- [Problem requirements] Output only the lines of data from the one containing "Work through every" up to and including the one containing "negative clicks: (50, 84)" as a Markdown table with the columns Row and Line, numbering each line and skipping any blank ones.

Saved data entries:
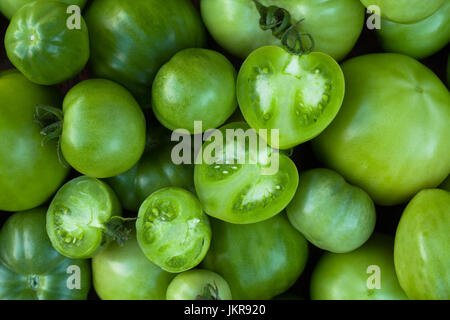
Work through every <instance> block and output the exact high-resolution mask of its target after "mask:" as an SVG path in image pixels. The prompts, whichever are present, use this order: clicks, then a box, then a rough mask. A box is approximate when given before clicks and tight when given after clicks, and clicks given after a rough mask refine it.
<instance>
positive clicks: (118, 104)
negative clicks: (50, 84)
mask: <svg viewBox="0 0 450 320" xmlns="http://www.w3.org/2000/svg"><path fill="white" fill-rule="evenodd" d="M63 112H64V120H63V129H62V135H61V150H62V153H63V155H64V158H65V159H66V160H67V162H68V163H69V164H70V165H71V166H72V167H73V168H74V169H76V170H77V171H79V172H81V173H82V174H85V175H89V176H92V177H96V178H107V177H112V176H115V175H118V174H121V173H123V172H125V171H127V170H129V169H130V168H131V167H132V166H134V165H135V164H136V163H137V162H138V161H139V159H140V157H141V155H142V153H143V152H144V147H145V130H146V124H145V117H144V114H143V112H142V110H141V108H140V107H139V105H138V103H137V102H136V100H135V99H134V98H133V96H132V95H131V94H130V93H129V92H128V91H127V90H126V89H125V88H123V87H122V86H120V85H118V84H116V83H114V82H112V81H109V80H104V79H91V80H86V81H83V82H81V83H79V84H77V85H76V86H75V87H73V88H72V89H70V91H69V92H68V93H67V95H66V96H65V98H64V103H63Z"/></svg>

==

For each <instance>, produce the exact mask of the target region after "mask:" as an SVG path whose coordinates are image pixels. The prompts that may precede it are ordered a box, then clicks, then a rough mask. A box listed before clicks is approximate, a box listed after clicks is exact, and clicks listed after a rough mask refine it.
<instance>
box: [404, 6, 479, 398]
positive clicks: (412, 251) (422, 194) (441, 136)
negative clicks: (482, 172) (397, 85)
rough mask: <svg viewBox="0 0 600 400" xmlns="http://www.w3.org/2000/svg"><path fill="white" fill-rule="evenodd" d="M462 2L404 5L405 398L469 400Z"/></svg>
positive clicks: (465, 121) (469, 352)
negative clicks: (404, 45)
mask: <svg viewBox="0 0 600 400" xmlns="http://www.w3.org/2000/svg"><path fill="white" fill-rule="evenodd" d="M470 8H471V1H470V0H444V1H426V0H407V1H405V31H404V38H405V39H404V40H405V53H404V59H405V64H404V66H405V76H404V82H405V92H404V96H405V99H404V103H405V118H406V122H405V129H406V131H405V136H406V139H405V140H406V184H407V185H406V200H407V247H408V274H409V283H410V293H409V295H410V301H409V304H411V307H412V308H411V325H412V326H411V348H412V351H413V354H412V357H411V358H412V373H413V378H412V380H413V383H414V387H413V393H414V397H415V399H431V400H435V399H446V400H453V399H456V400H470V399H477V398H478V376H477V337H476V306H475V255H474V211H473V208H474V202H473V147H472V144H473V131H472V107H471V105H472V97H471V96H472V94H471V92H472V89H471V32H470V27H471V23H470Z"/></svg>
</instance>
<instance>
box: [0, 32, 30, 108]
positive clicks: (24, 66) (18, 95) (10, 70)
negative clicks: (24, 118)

==

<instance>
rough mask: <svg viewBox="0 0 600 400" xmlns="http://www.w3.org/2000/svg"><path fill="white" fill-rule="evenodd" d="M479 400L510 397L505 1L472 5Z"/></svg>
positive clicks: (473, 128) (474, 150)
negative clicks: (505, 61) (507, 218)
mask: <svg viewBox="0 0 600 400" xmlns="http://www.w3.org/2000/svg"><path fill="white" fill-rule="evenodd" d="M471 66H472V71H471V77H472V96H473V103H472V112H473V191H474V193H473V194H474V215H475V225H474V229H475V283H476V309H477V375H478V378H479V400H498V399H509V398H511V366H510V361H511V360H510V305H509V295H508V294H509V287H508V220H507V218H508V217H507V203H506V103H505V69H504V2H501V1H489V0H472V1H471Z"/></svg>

- [Result of this task]
| Row | Line |
|---|---|
| 1 | Work through every <instance> block and output the exact high-resolution mask of its target after "mask:" as an SVG path in image pixels. The prompts, whichever are present, use this order: clicks, then a box, then a rough mask. A box is approximate when given before clicks and tight when given after clicks, and clicks given after a rough mask refine it. |
| 2 | <instance> |
| 3 | positive clicks: (118, 104) |
| 4 | negative clicks: (50, 84) |